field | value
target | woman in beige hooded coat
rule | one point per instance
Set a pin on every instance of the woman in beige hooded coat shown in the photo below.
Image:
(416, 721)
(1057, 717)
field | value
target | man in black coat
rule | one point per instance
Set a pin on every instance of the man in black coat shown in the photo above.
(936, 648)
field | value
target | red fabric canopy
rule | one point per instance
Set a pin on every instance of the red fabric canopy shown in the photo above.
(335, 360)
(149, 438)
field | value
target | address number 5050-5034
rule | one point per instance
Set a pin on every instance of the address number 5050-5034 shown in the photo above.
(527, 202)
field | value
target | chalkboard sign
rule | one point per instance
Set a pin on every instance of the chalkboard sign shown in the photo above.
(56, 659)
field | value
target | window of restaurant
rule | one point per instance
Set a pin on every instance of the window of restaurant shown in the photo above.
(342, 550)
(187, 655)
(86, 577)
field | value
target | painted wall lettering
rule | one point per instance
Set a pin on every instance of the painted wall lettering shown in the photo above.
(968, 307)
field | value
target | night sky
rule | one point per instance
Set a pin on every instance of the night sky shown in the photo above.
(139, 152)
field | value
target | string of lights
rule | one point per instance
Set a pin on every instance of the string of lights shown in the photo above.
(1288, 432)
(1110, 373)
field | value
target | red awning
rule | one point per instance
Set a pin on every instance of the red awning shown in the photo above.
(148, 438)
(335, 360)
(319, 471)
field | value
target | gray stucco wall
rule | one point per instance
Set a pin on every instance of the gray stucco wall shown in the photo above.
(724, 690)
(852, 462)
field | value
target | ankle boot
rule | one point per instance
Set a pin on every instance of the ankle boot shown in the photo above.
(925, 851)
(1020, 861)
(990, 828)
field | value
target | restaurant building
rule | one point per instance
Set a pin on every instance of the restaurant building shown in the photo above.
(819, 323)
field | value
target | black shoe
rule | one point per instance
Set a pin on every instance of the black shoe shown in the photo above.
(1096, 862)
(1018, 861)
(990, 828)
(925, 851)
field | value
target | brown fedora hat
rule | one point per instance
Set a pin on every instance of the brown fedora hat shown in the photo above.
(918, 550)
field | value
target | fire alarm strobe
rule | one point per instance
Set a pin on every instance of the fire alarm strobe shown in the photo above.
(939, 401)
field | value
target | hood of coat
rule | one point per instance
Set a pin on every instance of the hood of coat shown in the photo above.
◇ ◇ ◇ ◇ ◇ ◇ ◇
* TASK OBJECTIVE *
Every record must be retyped so that it matches the original exactly.

* SOLUTION TO THE PROBLEM *
field | value
target | woman in beige hooded coat
rule | one point per instance
Set a pin on every instance of the woman in beige hooded coat shown in the photo below.
Image:
(416, 721)
(1057, 717)
field | value
target | man in black coat
rule | one point per instance
Set a pin on every instance of the man in black coat shown in the photo above.
(936, 648)
field | value
target | red fabric canopy
rule | one point per instance
Set a pin on every instance of the red fabric canopy shown in the photo above.
(335, 360)
(149, 438)
field | value
target | address number 5050-5034
rule | one point per instance
Set a pin on every instance of the address number 5050-5034 shown in the photo above.
(527, 202)
field | value
target | chalkboard sign
rule | one point per instance
Set a pin on every instance of the chalkboard sign shown in the photo above.
(56, 659)
field | value
target | window of restaurant
rule | one point per instance
Set a pin on every instance of the window of restaurant shown in the photo above.
(342, 550)
(187, 655)
(86, 577)
field | value
target | painted wall lettering
rule | one point per instance
Set a pin on every instance of the painted wall lettering shown in the photo above.
(968, 307)
field | value
target | night sky
rule | one point per instance
Set a pin on every instance of the night sky shown in the photo above.
(139, 152)
field | value
target | string of lights
rule | one point per instance
Set a pin on every instance of the string of lights shown in the photo above.
(1288, 432)
(1110, 373)
field | value
target | red awning
rule | one point per instance
Set a pin on every instance of the red awning shown in the photo above.
(148, 438)
(335, 360)
(319, 471)
field | value
target | gray stucco wall
rule | one point per instance
Set a pin on every instance of the gray stucco wall shown in the photo above.
(724, 690)
(852, 462)
field | value
target | ankle boot
rule | one point per instance
Set a pin on every instance of the ankle boot shown in the photo above.
(925, 851)
(1020, 861)
(990, 828)
field | value
target | restaurant building
rule | one point per instance
Set a pin on every instance of the restaurant building shown in the photo above.
(819, 323)
field | value
target | black shoe
rule | one point per instance
Set a pin on every instance of the black shoe shown in the photo above.
(1096, 862)
(1018, 861)
(990, 828)
(925, 851)
field | value
target | brown fedora hat
rule | one point per instance
Set a pin on every instance of the brown fedora hat shown in the photo above.
(918, 550)
field | value
target | fire alarm strobe
rule | one point per instance
Set a pin on every instance of the fire alarm strobe shown in the photo above.
(939, 401)
field | value
target | hood of coat
rule | one point per instance
Set a pin on every instance of the hood of coat shown in the photo above.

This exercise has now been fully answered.